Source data
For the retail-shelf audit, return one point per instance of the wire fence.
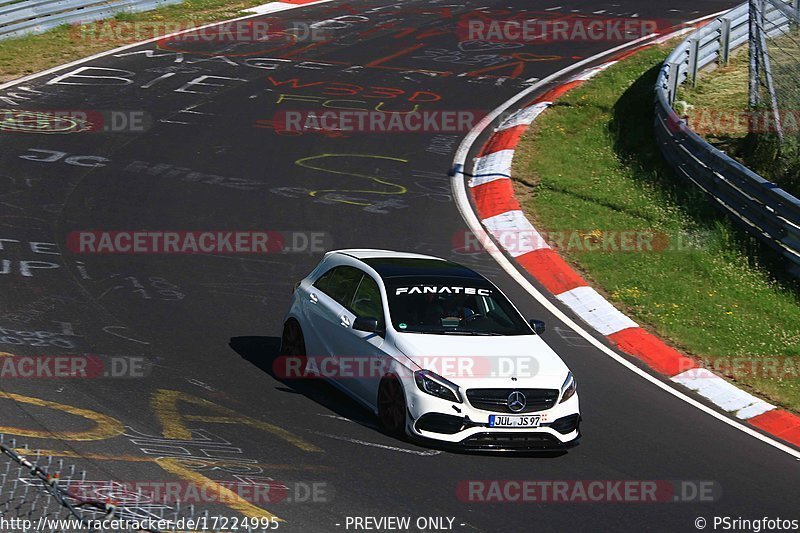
(41, 493)
(775, 64)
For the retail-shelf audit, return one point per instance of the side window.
(340, 283)
(367, 300)
(324, 281)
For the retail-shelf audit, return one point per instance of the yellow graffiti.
(173, 422)
(105, 427)
(210, 487)
(396, 189)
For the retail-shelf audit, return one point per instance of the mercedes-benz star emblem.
(516, 401)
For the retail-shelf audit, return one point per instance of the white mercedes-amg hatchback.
(434, 349)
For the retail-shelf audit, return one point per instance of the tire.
(392, 407)
(293, 343)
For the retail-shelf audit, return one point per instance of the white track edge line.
(29, 77)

[EXERCISE GOAL]: Once the line with "the side window." is found, write out that line and every one after it through the last line of the records, exactly and with nothing else.

[SOLUTION]:
For the retail-shelf audit, return one point per instance of the side window.
(340, 283)
(367, 300)
(324, 281)
For the retail-shelf audit, return one point per instance of the yellow graffiti.
(173, 422)
(105, 427)
(210, 487)
(396, 189)
For the retail-shelf audit, return one point per instance of the mercedes-benz star emblem.
(516, 401)
For the retail-shelf audit, return one point per instance of the white mercedes-amg hatchback.
(434, 349)
For the retail-shelf audit, return one point per instance of the tire.
(392, 407)
(293, 343)
For the retail-shelf audit, return one point per instance of the white track edge line.
(29, 77)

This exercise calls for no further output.